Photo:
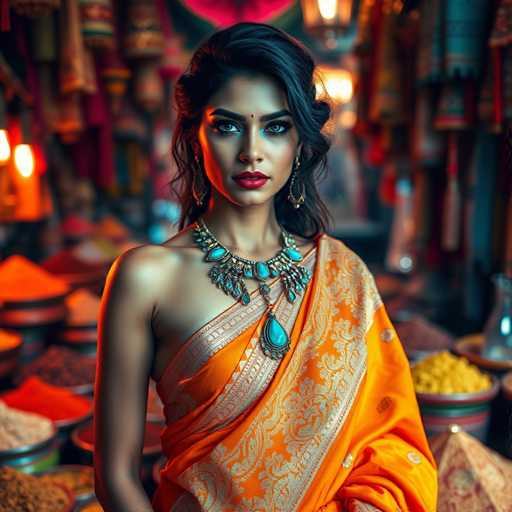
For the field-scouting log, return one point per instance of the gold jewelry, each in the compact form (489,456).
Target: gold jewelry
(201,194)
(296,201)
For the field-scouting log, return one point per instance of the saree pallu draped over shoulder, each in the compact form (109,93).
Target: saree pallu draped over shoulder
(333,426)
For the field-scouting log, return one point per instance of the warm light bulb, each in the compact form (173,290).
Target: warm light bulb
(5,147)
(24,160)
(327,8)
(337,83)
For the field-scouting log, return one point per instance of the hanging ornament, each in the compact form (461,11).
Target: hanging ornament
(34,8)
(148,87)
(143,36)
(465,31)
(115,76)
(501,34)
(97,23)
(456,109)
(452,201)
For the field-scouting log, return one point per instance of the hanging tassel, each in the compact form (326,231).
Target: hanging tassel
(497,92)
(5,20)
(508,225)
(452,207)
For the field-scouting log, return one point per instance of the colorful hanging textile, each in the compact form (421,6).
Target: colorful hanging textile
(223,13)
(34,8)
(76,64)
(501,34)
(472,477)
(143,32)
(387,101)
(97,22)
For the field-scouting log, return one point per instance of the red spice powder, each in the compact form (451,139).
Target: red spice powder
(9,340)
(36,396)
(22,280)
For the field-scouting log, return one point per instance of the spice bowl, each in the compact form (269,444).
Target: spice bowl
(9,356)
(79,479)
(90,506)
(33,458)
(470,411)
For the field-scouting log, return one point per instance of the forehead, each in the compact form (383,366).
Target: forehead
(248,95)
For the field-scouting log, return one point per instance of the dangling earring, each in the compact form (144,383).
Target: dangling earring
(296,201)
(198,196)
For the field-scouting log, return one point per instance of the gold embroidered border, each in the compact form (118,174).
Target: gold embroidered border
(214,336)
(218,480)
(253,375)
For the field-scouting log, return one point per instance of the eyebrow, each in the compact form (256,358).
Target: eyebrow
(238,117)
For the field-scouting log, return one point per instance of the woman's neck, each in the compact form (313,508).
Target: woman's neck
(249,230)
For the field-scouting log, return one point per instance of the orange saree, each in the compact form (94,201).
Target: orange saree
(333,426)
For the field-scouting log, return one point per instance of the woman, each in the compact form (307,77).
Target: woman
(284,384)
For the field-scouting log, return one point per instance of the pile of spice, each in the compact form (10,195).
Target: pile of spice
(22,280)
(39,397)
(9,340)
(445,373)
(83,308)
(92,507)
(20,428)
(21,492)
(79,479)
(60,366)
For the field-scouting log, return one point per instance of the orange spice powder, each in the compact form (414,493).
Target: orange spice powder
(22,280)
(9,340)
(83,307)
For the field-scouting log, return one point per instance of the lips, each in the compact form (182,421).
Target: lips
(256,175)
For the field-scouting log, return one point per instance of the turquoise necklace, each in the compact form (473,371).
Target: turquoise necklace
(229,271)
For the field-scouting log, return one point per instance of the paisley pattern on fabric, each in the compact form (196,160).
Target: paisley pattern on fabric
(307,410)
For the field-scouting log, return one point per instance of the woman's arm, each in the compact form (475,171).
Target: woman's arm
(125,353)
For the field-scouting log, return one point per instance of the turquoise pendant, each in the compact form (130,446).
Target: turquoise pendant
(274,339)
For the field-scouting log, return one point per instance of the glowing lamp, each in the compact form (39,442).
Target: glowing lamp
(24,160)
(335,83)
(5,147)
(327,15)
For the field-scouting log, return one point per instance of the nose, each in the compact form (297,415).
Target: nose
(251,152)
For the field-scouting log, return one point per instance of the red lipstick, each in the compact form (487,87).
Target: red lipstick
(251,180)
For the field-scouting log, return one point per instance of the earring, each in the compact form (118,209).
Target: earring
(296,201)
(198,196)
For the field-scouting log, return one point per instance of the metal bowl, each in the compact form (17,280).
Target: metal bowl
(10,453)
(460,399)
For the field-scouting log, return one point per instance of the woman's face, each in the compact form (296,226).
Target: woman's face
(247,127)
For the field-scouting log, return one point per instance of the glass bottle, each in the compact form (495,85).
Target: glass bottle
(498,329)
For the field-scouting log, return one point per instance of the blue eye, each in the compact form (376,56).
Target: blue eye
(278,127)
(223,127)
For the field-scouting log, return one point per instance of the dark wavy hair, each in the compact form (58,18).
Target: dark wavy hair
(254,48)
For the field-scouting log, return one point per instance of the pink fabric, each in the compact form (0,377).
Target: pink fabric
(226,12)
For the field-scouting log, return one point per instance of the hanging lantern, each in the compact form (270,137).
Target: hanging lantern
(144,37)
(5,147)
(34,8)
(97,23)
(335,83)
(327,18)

Task objective -
Copy every record character for character. Skip the pictures.

Task answer -
Photo:
For the field-scouting log, return one point per instance of the gold jewelry, each in the compact form (489,456).
Target: gold jewelry
(201,194)
(296,201)
For the field-scouting log, return one point per instance of the saree pallu draped over shoulder, each in the compact form (109,93).
Target: saree pallu draped over shoulder
(333,426)
For the field-scouting log, return one point per instance of the warm light bulb, each in the compact form (173,290).
Target: warm light bulb
(5,147)
(24,160)
(327,8)
(337,83)
For the field-scouting log, return one point per instance of the hanging ornament, each in the compact form (461,11).
Target: hanging ornament
(34,8)
(148,87)
(143,36)
(465,31)
(115,76)
(501,34)
(97,23)
(456,109)
(452,201)
For the field-scouting log, return one point per instance of the hanging tassel, each in the compact form (326,231).
Target: hanging tassel
(497,92)
(5,20)
(508,225)
(452,207)
For the field-scouting log, return one point per instance of the colorful hanging textile, each in the compact form (421,6).
Target: colorful hanging textile
(223,13)
(34,8)
(76,64)
(501,34)
(472,477)
(143,32)
(387,101)
(97,22)
For the field-scouting log, return one point per instance of the red spice powder, each in the compact form (451,139).
Target: red spice powder
(9,340)
(36,396)
(22,280)
For the field-scouting log, return one point per instance of the spice bowl, each in the compact form (269,444).
Target: spice bowl
(9,356)
(79,479)
(90,506)
(33,458)
(470,411)
For the field-scouting log, return one point per instance of the forehead, each in the compact form (383,366).
Target: forehead
(248,95)
For the field-scouting log, return one point per instance of the dangling earring, each in the compact form (144,383).
Target: dangling earring
(296,201)
(198,196)
For the field-scouting log, return one point per instance of the gold embroidered border, each in the compact form (118,174).
Target: gold embroidered border
(214,336)
(218,480)
(253,375)
For the field-scouting log, return one point per instance of the eyebrow, each in the compact form (256,358).
Target: eyebrow
(238,117)
For the field-scouting log, return one point per instance of the woman's neck, each in the compact form (313,508).
Target: woman's neck
(249,230)
For the field-scouting log, return one point per instance of the orange saree, each in the compact form (94,201).
Target: orange saree
(333,426)
For the field-scouting log, return one point per instance of the woman, each in the compact form (307,77).
Target: woman
(284,384)
For the field-scouting log, return one point per instance of the pile of spice, each in the compact form (10,195).
Target: pile of spice
(22,280)
(39,397)
(9,340)
(445,373)
(83,308)
(92,507)
(20,428)
(21,492)
(79,479)
(60,366)
For the field-scouting log, return one point per instance of the orange spice powder, each in the compact form (414,493).
Target: orange spice powder
(22,280)
(9,340)
(83,307)
For the field-scouting log, return one point per instance of the lips, each in the compact form (182,421).
Target: lips
(256,175)
For the field-scouting log, return one point per instance of the turquoise necklace, each in the compact form (473,371).
Target: turquoise necklace
(229,271)
For the field-scouting log, return one point per instance of the paisley pattern on fabric, each in the compact form (196,160).
Target: paisley pattern on fabric
(307,410)
For the field-scouting log, return one point per instance of the woman's arm, each in the compact form (475,171).
Target: woman's arm
(125,353)
For the field-scouting log, return one point per instance of the turquoise pendant, each in the compact form (130,446).
Target: turquoise pendant
(274,339)
For the field-scouting log, return one point per instance of the glowing lamp, each in the compact form (39,442).
Target: glowing lamp
(24,160)
(335,83)
(5,147)
(327,15)
For the field-scouting log, return one point per instance of the nose, each in the compact form (297,415).
Target: nose
(251,152)
For the field-scouting log, return one point per instance of the red lipstick, each in the compact form (487,87).
Target: red lipstick
(251,180)
For the field-scouting log, return one point per instance of the earring, each in the compact form (118,209).
Target: earring
(296,201)
(198,196)
For the field-scouting log, return one point per instance of the metal bowl, each in the compact form (17,280).
Target: metal bowl
(10,453)
(460,399)
For the field-scouting log, return one point per instance of the woman's face, each in the compact form (296,226).
Target: woman's face
(247,127)
For the field-scouting log, return one point per instance of the glass bottle, each in the compact form (495,85).
Target: glass bottle
(498,329)
For the field-scouting log, return one point per instance of the blue eye, each in the compact form (376,56).
Target: blue eye
(278,127)
(223,127)
For the field-scouting log, return one point per instance of the dark wavy hair, each in the compact form (58,18).
Target: dark wavy hair
(254,48)
For the field-scouting log, return one point per instance of the pink fabric, each in the compact form (0,377).
Target: pink fabric
(226,12)
For the field-scouting log, return one point per instance of the hanging lantern, each in the compact form (270,137).
Target: hanging lantern
(144,37)
(5,147)
(34,8)
(97,23)
(335,83)
(327,18)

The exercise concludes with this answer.